##### Extracted entries #####

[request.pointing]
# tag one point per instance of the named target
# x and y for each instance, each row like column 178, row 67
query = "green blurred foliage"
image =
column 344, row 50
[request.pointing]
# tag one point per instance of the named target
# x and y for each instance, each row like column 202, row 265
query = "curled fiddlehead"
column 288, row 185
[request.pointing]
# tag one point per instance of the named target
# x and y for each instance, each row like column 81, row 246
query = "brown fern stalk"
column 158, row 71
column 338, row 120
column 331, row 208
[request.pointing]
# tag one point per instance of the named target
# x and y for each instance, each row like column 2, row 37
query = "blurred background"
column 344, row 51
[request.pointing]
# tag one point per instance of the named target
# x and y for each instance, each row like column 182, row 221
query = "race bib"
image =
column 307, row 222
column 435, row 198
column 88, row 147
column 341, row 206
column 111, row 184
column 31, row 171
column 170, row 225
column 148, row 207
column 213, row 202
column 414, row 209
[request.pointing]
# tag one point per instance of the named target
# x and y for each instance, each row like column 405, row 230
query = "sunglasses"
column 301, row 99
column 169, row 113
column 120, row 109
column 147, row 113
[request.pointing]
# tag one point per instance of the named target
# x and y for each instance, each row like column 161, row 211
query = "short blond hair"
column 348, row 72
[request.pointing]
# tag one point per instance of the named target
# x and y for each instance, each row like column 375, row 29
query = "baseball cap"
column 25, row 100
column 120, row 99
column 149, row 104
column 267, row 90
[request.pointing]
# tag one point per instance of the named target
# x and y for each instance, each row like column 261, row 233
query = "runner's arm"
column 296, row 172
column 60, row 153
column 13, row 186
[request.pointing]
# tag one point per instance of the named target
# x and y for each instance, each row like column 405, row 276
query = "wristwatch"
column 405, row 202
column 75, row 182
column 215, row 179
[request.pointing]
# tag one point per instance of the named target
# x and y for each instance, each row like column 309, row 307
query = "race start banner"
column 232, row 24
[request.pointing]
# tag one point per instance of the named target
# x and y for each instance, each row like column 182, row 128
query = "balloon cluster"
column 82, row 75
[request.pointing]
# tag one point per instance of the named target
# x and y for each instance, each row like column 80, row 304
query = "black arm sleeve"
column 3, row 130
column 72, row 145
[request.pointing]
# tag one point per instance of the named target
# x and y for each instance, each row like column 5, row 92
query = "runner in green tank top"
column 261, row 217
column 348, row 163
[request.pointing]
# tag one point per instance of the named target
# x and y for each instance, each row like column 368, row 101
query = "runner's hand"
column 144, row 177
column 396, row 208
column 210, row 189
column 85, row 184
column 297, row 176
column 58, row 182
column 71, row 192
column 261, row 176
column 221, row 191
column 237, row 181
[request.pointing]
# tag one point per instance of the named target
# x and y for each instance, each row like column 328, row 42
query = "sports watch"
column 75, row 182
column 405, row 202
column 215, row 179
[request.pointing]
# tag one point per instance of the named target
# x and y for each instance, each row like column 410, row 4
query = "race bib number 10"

#####

## Requirement
Above are the records; repeat exactly the lines from the one holding "202, row 265" down to the one holding "81, row 246", end lines included.

## Response for this exercise
# x and y for each instance, each row like column 202, row 265
query = "curled fiddlehead"
column 288, row 185
[request.pointing]
# tag one point per instance of the named target
# x and y for each instance, each row like column 81, row 246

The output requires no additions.